**WHAT YOU SHOULD DO:** Find every line in the items below that contains the word "patch", and copy each of those lines out in full.

>>>

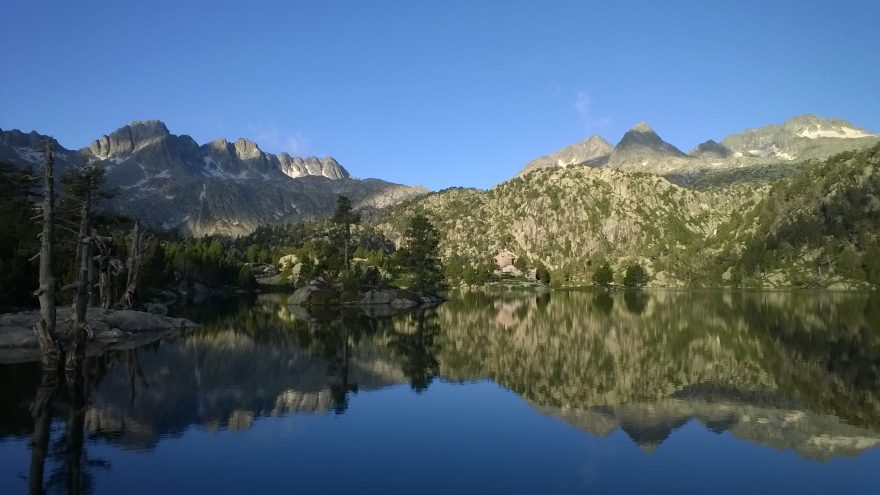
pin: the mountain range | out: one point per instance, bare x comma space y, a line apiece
221, 187
773, 147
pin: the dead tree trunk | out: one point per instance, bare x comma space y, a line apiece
79, 331
92, 276
129, 298
45, 327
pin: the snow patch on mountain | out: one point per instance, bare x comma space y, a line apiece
840, 132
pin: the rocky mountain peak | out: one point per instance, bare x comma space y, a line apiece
129, 138
299, 167
247, 149
591, 151
642, 126
710, 149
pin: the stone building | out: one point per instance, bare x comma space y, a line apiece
505, 258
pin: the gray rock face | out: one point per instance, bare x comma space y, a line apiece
172, 183
129, 138
771, 151
710, 149
642, 150
379, 296
299, 167
592, 151
314, 295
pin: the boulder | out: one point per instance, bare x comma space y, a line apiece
110, 329
379, 296
403, 303
315, 294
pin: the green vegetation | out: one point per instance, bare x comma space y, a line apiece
604, 275
635, 277
818, 226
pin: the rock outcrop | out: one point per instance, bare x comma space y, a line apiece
111, 329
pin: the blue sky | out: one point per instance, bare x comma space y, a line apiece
438, 93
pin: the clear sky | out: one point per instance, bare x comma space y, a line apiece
438, 93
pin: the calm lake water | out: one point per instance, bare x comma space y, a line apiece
583, 392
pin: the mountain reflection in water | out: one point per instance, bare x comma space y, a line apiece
788, 371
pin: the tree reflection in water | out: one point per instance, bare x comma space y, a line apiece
783, 370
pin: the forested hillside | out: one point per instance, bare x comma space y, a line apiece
816, 228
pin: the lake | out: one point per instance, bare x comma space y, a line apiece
562, 392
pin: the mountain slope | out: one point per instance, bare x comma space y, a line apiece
568, 218
592, 151
756, 156
172, 182
642, 150
817, 228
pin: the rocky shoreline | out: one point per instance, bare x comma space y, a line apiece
318, 294
111, 330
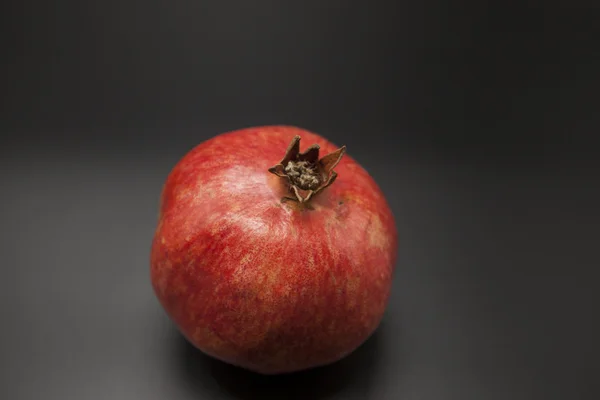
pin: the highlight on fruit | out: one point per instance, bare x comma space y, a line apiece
272, 259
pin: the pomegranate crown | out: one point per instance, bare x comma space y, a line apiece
305, 173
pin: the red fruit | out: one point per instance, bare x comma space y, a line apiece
265, 266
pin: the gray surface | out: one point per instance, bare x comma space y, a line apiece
479, 123
492, 297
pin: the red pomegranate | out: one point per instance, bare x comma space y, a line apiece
263, 259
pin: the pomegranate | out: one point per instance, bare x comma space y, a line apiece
266, 257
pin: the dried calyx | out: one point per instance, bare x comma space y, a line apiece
305, 173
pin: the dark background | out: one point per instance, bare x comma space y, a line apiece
479, 121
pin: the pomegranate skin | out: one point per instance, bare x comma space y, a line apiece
267, 285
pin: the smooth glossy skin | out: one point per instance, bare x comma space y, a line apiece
267, 285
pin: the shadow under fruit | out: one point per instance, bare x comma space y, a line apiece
269, 258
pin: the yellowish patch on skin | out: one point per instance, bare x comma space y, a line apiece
376, 235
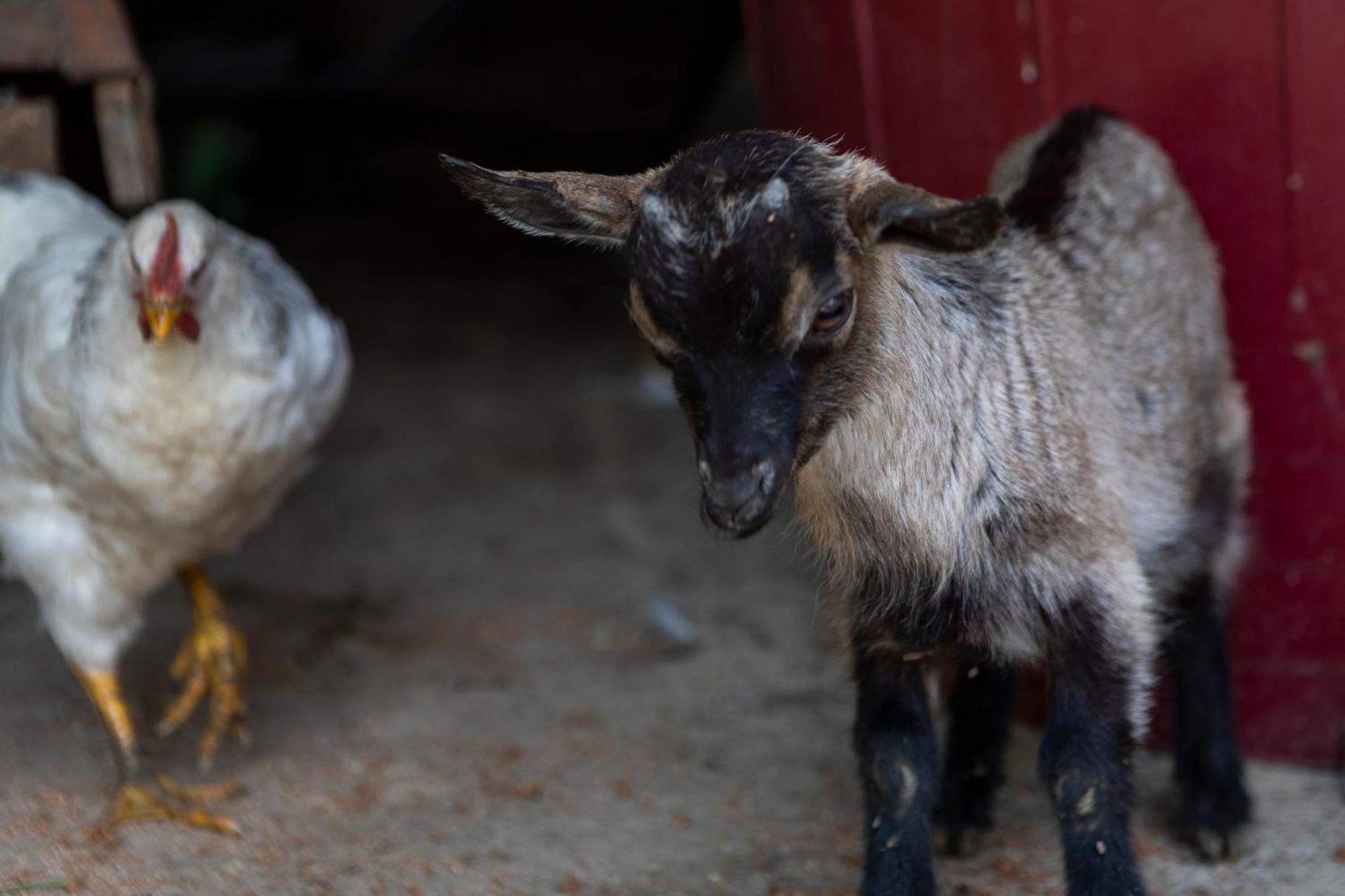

<<<

**TASK RESULT:**
pin: the snow patch on mountain | out: one point per instance, bare x comma space y, a line apiece
pin: the yellowish patch on skin | out: one point per instance, bare x comma space y, a line apiece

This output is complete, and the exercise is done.